What you need to do:
A. Summarize the excerpt on reactions to the violent protest in two sentences.
B. Answer these questions from the excerpt on reactions to the violent protest:
(i) On what date did the Board of Imams Victoria meet?
(ii) How many Muslim organisations had leaders at the Monday night meeting?
(iii) What was the title of the ABC Four Corners investigation?
C. In the excerpt on reactions to the violent protest, rewrite the paragraph beginning "Leaders of 25 Muslim organisations" as a bulleted list.

Excerpt provided:
# # # #

The Australian Prime Minister, Julia Gillard, condemned the violence saying, "Violent protest is never acceptable – not today, not ever." The Premier of New South Wales, Barry O'Farrell, condemned the violence and promised to hold the perpetrators accountable, and that he was "delighted there has been such a strong statement by Islamic leaders and scholars". The Federal Opposition Leader, Tony Abbott, also condemned the use of violence and called on the perpetrators to be prosecuted.

Leaders of 25 Muslim organisations met on the Monday night and said that the protests over the film were "unacceptable and un-Islamic", and that they did not support even peaceful protest. The Board of Imams Victoria met on 17 September to discuss strategies to prevent riots in Melbourne. The President of the Australian National Imams Council emphasised the importance of correct education of the younger generation. The plan of the Board of Imams Victoria was that the same message of peace should be preached across Australia on Friday 21 September with parents being urged to stay at home with their children after Friday prayers. Sheik Azeim urged all young Muslims in Australia to remember that they are Australians first, and that facilities such as schools, hospitals and the social security organisation Centrelink did not question whether they were Muslim.

==Terrorist links==
An ABC Four Corners investigation "Plan of Attack" found that some leaders of the protest and prayers were involved in terrorist recruitment for ISIS and local planned terrorist operations. Among those involved with terrorist links were Khaled Sharrouf and Mohamed Elomar.

# # # #

Given entries:

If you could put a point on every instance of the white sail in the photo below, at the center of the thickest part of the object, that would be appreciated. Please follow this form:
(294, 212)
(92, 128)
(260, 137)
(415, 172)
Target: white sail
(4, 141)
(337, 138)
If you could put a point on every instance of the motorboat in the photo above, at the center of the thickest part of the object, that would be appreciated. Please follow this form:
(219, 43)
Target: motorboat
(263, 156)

# # # #

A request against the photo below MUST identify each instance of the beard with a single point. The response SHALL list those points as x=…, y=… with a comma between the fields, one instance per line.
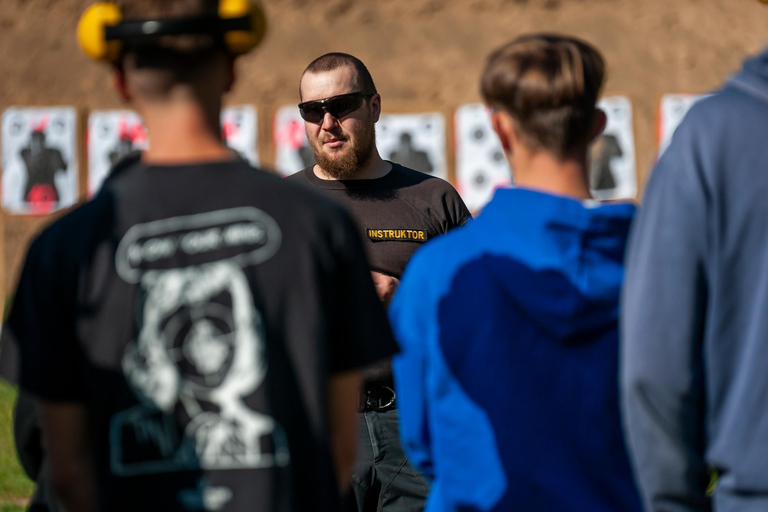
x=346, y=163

# # # #

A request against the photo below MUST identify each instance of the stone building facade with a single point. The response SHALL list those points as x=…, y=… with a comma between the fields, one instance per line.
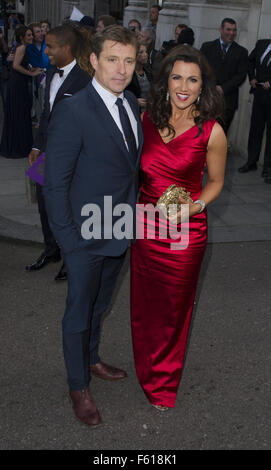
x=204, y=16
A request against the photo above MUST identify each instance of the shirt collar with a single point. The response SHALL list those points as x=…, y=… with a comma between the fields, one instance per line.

# # # #

Answers given:
A. Prime Minister Julia Gillard, New South Wales Premier Barry O'Farrell and Opposition Leader Tony Abbott condemned the violence. Leaders of 25 Muslim organisations called the protests over the film "unacceptable and un-Islamic," the Board of Imams Victoria planned a message of peace across Australia, and an ABC Four Corners investigation found that some protest leaders were involved in terrorist recruitment for ISIS and local planned terrorist operations.

B.
(i) 17 September
(ii) 25
(iii) "Plan of Attack"

C.
- Leaders of 25 Muslim organisations met on the Monday night and called the protests over the film "unacceptable and un-Islamic." They said they did not support even peaceful protest.
- The Board of Imams Victoria met on 17 September to discuss ways to prevent riots in Melbourne.
- The President of the Australian National Imams Council stressed the importance of correctly educating the younger generation.
- Under the Board's plan, the same message of peace would be preached across Australia on Friday 21 September. Parents would be urged to stay home with their children after Friday prayers.
- Sheik Azeim urged young Muslims in Australia to remember that they are Australians first. He noted that schools, hospitals and Centrelink did not ask whether they were Muslim.